What to do: Update the records below by replacing every "forehead" with "brow", and write them out again with nothing else changed.

--- Data in this exercise ---

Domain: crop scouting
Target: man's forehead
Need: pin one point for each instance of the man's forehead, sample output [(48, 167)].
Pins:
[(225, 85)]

---

The reply:
Domain: crop scouting
Target: man's brow
Need: pin one point for each instance of the man's brow, sample output [(48, 167)].
Pins:
[(225, 85)]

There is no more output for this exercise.